:: EXERCISE PASSAGE ::

Analysis  |  By Amanda Schiavo  
   November 03, 2022

JLL's 2022 Healthcare and Medical Office Perspective Report lists seven ways health systems can use real estate to increase revenue and cut costs.

Health systems' margins are under extreme pressure, thanks to ongoing labor challenges, supply chain issues, rising capital costs, and strained payer relationships. All these issues have forced healthcare leaders to get creative in the way they cut costs—one such solution revolves around their real estate strategies.

Real estate can account for about 40% of a healthcare system’s balance sheet, according to data from JLL’s 2022 Healthcare and Medical Office Perspective Report. Margin relief has become a fundamental part of health systems’ efforts to improve the financial well-being of their organizations. By leveraging real estate assets, systems can use the cost savings to take the pressure off margins, according to the JLL report.

The report lists seven ways health systems can use real estate to increase revenue and cut costs.

  • Managing the real estate portfolio with appropriate technology and data to generate timely, actionable improvement insights
  • Aligning locations to mission and business objectives
  • Expanding, relocating, and/or reprogramming sites to maximize patient access (market share) and patient volumes (revenue)

[Data excerpts]
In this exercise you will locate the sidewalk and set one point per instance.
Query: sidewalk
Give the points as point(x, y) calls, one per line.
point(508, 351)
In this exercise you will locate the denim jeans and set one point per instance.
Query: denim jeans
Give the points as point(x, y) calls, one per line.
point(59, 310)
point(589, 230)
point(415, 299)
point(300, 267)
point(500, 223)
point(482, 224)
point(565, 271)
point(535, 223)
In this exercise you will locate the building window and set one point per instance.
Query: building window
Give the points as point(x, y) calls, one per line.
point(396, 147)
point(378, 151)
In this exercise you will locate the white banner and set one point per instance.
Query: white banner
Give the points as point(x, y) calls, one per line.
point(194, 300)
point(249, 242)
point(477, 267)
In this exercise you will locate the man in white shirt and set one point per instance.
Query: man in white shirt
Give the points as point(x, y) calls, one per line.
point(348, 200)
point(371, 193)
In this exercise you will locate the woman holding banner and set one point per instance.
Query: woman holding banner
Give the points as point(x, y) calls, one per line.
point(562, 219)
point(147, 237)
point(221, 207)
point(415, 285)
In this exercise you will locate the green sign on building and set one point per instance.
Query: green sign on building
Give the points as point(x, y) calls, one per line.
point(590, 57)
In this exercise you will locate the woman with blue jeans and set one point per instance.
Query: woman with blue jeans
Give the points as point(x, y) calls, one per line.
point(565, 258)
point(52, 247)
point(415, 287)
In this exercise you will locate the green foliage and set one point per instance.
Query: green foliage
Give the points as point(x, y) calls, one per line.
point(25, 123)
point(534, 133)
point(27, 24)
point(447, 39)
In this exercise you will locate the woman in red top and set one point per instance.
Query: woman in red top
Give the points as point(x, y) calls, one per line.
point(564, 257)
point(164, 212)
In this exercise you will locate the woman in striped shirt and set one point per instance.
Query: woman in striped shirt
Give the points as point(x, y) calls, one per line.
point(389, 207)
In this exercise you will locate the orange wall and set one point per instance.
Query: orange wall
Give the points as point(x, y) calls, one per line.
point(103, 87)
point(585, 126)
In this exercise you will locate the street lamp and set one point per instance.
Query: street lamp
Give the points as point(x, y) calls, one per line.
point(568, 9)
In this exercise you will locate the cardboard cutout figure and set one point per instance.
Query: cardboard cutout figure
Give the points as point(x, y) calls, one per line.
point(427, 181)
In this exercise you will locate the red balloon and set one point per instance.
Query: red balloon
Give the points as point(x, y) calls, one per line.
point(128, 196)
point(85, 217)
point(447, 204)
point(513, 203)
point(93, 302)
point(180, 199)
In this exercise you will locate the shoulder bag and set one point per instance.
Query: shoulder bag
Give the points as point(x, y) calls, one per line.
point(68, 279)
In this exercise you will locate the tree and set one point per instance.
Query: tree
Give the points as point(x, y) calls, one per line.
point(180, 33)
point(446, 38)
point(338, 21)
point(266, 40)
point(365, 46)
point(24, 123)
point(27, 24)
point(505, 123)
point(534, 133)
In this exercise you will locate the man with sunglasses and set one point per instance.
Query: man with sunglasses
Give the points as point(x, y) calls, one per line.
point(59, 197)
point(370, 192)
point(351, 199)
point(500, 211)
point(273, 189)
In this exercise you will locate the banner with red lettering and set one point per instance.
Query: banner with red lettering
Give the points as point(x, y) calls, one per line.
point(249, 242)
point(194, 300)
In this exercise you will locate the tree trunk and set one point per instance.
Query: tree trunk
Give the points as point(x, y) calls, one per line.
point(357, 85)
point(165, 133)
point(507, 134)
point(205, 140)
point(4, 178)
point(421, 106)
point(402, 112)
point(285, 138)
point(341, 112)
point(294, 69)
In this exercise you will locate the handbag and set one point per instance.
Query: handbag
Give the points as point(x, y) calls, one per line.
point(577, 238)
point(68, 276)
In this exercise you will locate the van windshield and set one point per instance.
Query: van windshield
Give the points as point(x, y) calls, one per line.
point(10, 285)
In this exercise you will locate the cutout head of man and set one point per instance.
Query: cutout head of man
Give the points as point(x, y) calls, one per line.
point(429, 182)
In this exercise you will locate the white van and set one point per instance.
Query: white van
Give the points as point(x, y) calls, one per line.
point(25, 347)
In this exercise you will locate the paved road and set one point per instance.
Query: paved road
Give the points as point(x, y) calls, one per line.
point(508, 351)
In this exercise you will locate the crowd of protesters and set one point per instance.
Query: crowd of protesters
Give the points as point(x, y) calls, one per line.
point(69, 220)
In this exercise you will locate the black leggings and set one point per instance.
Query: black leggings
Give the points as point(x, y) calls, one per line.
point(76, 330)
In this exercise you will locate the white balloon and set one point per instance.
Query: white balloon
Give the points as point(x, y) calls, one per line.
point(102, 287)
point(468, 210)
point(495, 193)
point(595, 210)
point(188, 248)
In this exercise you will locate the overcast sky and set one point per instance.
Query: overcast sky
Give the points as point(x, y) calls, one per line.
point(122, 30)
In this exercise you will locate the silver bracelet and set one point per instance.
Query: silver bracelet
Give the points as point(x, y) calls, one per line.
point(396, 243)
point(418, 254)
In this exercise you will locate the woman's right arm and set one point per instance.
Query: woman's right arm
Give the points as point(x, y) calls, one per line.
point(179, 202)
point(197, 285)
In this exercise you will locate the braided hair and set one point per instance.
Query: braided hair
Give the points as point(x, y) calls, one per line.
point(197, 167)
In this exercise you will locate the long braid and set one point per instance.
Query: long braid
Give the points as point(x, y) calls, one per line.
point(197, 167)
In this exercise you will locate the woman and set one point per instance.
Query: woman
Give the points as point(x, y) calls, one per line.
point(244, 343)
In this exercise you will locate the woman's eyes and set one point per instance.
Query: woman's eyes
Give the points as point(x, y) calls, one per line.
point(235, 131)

:: PROBLEM A ::
Answer these questions about the article on health system real estate.
(i) About what share of a healthcare system's balance sheet can real estate account for, according to the JLL report?
(ii) Which four issues does the article name as putting health systems' margins under pressure?
(iii) On what date was the article published?
:: PROBLEM B ::
Rewrite the part of the article on health system real estate that opens with "JLL's 2022 Healthcare" and closes with "real estate strategies.", changing "healthcare leaders" to "hospital executives".
:: PROBLEM C ::
Continue the article on health system real estate from the point at which it ends.

:: EXPECTED OUTPUT A ::
(i) About 40%.
(ii) Ongoing labor challenges, supply chain issues, rising capital costs, and strained payer relationships.
(iii) November 03, 2022.

:: EXPECTED OUTPUT B ::
JLL's 2022 Healthcare and Medical Office Perspective Report lists seven ways health systems can use real estate to increase revenue and cut costs.

Health systems' margins are under extreme pressure, thanks to ongoing labor challenges, supply chain issues, rising capital costs, and strained payer relationships. All these issues have forced hospital executives to get creative in the way they cut costs—one such solution revolves around their real estate strategies.

:: EXPECTED OUTPUT C ::
  • Blending and extending leases to reduce rent or square footage in exchange for longer terms
  • Bundling leases where there are multiple locations and significant square footage with a single landlord
  • Reexamining administrative workplaces and adjusting to the new work-from-home paradigm
  • "Reverse monetization" of assets with significant hospital occupancy

"Health systems and other care providers continue to face economic challenges in the aftermath of the pandemic, including labor shortages, payor and reimbursement pressures, and disruption from innovation and new entrants into the sector," Jay Johnson, National Practice Leader, Healthcare Markets, JLL, said in the report. "Facilities offer both risks and opportunities to healthcare providers, and, despite the challenges, the critical nature of healthcare and large tailwinds from a growing and aging population continue to make healthcare real estate one of the most stable asset classes for investors."

Amanda Schiavo is the Finance Editor for HealthLeaders.